*** Dataset

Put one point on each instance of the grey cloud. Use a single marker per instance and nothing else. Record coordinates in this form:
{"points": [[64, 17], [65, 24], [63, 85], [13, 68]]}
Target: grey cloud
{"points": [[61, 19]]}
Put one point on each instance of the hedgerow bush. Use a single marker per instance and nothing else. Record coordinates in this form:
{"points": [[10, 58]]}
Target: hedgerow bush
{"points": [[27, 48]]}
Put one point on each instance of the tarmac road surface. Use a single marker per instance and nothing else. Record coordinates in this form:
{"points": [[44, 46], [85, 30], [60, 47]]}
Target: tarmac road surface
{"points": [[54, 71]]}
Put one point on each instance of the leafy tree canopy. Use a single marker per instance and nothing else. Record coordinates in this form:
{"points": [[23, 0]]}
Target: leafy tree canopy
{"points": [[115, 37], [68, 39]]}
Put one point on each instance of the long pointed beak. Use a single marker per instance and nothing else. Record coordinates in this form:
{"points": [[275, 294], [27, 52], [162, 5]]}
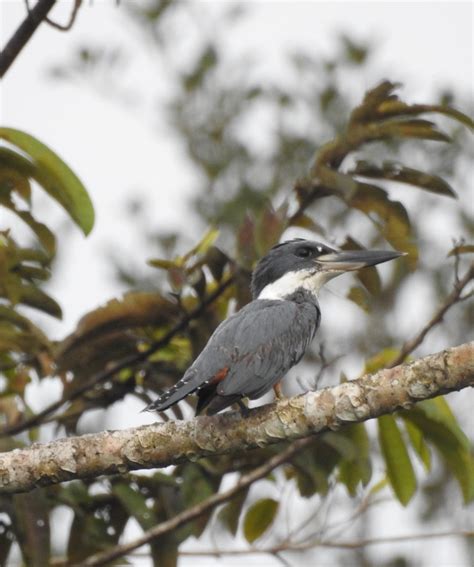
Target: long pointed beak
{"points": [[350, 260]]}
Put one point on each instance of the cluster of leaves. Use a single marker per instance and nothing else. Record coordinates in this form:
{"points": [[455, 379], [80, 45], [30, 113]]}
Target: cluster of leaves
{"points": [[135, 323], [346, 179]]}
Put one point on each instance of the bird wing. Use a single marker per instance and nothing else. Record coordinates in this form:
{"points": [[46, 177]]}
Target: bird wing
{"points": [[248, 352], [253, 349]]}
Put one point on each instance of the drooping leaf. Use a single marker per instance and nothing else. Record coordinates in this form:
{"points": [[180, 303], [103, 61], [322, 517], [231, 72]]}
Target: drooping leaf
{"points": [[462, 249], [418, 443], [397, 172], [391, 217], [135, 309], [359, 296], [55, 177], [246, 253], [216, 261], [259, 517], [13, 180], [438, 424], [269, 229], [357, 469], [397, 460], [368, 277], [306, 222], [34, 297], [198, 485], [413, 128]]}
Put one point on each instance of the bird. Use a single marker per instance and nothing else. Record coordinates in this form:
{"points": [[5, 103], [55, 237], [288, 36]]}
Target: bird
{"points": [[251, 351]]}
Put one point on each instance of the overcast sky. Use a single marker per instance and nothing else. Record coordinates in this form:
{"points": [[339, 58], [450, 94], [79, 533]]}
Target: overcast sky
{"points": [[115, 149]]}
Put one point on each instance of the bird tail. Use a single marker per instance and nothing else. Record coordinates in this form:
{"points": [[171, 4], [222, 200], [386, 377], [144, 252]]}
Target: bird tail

******

To be done
Extract everything from the line containing "Put one point on each instance of the bird tail." down to the last line of the rows, both ends included, and reproduce it word for word.

Answer to the exercise
Put one point on each instance of the bird tail. Use a single marker per instance and nothing else. Record coordinates in this form:
{"points": [[171, 4], [222, 200], [386, 377], [144, 252]]}
Target: bird tail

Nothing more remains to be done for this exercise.